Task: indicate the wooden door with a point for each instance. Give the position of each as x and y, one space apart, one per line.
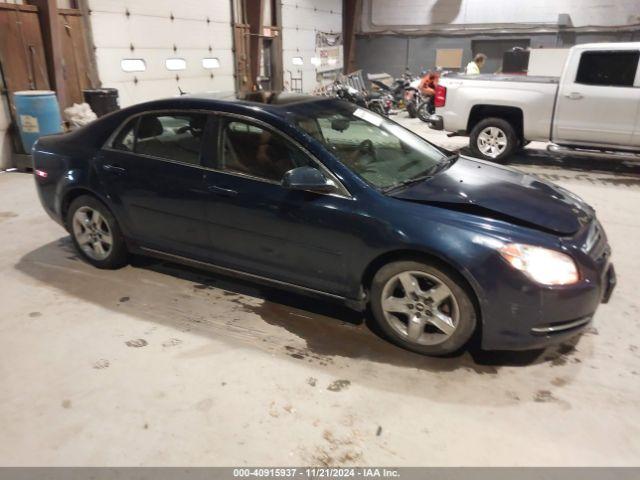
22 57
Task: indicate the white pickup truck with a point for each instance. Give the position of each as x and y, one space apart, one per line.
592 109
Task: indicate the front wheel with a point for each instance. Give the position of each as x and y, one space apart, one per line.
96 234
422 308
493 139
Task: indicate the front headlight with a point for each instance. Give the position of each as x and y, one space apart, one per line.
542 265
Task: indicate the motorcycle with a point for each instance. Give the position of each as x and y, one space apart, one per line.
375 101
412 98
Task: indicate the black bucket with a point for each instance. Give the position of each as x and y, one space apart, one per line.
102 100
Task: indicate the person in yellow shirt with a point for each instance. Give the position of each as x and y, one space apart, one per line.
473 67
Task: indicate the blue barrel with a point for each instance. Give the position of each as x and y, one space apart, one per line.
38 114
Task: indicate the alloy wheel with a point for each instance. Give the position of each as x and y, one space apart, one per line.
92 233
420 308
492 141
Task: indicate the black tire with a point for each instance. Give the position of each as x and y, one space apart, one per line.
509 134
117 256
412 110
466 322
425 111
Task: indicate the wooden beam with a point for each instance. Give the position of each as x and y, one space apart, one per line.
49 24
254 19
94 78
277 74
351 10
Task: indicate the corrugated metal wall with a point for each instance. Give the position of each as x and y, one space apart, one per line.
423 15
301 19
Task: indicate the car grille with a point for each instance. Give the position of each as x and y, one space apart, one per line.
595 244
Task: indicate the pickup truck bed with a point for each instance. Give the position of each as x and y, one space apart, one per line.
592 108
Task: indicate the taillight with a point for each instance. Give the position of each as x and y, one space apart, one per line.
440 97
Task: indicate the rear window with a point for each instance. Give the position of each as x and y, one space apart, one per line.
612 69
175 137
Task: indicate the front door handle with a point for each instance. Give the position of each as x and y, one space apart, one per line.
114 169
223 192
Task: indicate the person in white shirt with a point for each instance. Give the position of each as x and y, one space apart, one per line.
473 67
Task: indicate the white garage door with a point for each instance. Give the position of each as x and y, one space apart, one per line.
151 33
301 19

********************

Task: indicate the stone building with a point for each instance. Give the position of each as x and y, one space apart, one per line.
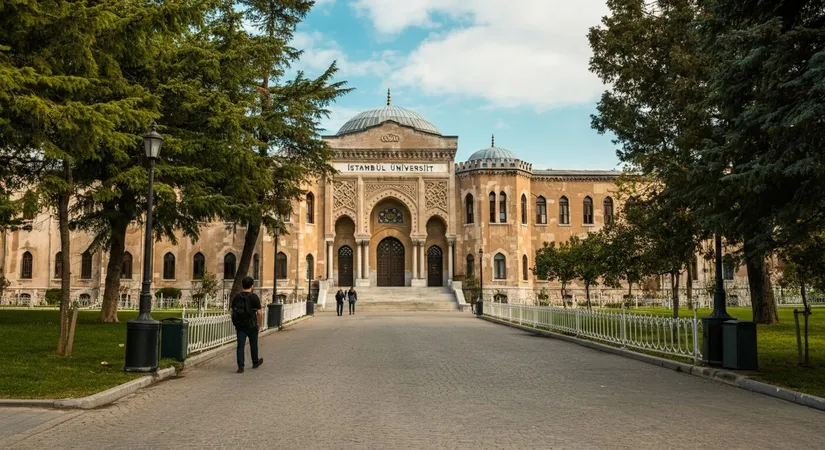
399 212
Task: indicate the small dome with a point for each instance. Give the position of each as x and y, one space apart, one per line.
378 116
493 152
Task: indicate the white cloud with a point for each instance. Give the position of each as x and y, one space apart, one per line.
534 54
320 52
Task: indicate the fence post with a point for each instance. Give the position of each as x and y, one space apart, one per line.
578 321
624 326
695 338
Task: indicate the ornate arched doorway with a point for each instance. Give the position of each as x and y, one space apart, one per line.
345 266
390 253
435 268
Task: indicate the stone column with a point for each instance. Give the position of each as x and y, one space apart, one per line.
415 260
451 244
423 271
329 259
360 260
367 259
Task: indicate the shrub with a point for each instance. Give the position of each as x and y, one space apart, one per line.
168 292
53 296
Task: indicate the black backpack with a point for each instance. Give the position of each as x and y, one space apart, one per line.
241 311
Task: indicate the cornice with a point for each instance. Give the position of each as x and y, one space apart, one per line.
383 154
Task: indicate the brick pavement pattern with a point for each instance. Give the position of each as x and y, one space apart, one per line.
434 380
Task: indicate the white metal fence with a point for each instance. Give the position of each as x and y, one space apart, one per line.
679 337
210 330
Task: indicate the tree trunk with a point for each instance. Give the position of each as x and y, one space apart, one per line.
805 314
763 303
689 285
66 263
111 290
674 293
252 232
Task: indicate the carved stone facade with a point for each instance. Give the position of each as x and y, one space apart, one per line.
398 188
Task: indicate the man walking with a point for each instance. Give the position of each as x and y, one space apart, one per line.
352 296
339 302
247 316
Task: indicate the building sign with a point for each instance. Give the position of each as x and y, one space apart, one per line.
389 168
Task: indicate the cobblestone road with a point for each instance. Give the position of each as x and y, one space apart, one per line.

********************

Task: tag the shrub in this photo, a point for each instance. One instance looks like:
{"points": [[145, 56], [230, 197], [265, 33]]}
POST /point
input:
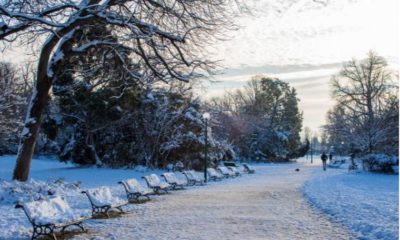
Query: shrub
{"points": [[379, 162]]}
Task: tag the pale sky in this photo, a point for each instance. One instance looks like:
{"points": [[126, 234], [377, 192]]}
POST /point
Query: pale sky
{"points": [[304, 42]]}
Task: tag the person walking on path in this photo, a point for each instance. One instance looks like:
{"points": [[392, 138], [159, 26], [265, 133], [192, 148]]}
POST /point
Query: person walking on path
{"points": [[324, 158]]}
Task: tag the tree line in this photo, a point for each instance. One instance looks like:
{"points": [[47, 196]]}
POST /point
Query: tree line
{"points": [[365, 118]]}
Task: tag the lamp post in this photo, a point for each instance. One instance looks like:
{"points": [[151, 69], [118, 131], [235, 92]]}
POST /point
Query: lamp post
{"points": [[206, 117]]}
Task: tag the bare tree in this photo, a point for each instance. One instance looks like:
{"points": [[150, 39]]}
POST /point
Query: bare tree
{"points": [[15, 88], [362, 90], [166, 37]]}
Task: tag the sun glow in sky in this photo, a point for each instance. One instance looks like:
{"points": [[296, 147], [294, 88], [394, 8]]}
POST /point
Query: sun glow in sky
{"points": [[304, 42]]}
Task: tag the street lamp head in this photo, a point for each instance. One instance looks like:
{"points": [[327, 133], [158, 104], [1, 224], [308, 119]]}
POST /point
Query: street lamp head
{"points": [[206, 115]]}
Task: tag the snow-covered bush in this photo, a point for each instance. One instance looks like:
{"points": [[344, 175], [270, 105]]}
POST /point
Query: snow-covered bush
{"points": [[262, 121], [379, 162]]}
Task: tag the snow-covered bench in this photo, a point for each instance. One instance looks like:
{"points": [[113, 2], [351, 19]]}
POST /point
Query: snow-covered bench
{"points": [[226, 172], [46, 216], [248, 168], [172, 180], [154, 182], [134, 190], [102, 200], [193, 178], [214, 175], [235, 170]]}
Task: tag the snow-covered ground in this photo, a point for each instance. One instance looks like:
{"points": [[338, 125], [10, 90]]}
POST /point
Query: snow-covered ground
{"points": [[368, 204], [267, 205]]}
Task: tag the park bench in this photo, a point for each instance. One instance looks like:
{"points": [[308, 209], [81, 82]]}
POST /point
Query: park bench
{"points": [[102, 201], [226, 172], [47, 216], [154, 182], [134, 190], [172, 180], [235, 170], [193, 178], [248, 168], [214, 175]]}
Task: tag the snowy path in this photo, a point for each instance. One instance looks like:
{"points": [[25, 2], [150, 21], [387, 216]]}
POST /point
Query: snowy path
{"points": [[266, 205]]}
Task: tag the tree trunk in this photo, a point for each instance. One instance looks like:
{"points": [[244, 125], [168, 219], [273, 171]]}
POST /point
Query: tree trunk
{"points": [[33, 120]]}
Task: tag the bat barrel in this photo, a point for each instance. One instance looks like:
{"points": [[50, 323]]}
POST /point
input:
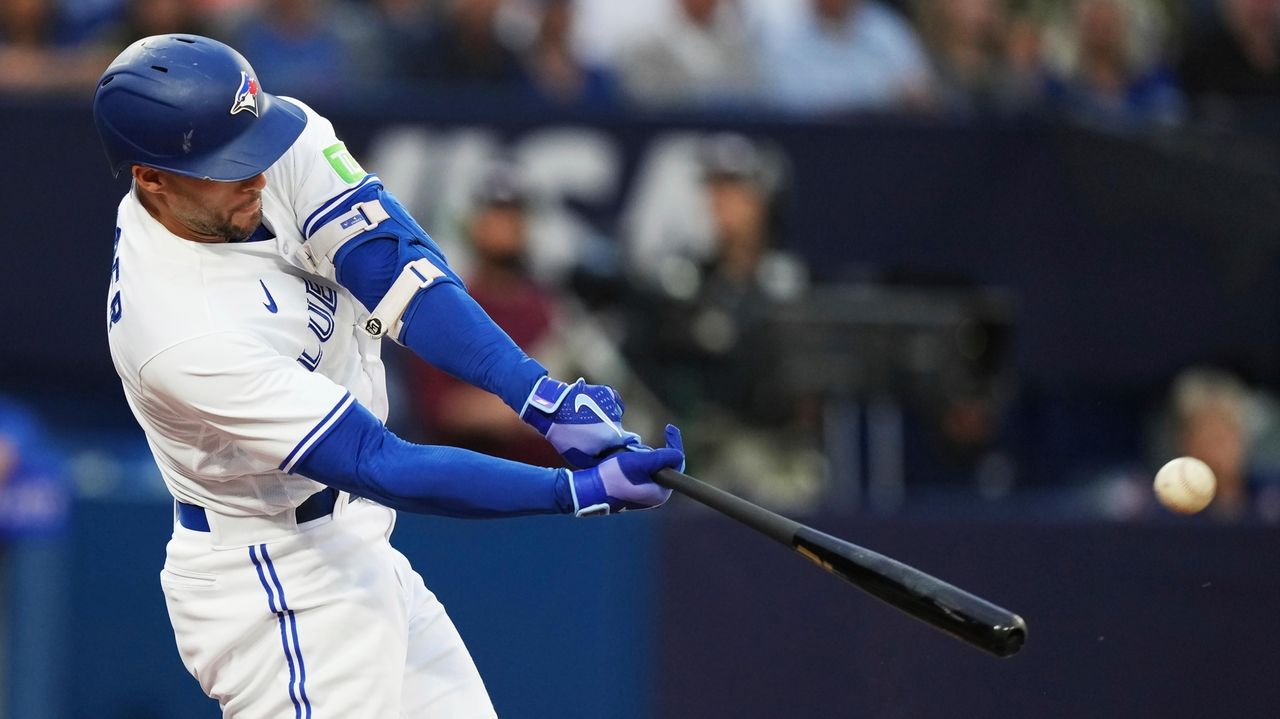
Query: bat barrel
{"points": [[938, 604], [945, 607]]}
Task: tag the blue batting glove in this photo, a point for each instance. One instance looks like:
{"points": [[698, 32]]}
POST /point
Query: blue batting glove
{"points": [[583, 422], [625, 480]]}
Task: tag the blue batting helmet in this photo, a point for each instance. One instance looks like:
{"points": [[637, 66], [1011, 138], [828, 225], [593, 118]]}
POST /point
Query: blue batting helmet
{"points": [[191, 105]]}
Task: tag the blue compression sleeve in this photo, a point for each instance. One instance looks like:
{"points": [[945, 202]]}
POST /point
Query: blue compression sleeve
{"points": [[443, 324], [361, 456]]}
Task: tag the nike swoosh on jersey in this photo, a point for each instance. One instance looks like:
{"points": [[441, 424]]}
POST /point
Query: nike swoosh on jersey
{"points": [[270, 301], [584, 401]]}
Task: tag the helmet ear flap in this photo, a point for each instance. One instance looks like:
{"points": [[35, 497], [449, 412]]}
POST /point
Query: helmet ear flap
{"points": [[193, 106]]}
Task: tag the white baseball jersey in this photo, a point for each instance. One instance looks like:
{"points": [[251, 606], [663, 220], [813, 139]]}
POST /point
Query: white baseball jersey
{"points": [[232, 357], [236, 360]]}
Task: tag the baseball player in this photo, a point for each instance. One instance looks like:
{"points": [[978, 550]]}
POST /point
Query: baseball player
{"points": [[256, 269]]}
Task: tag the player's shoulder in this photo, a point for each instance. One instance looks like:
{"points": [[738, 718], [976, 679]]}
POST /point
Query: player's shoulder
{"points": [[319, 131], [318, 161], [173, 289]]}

********************

Directions for this task — Count the lines in the material above that contain the string "truck", with case taken into account. Give only the number.

Answer to this task — 2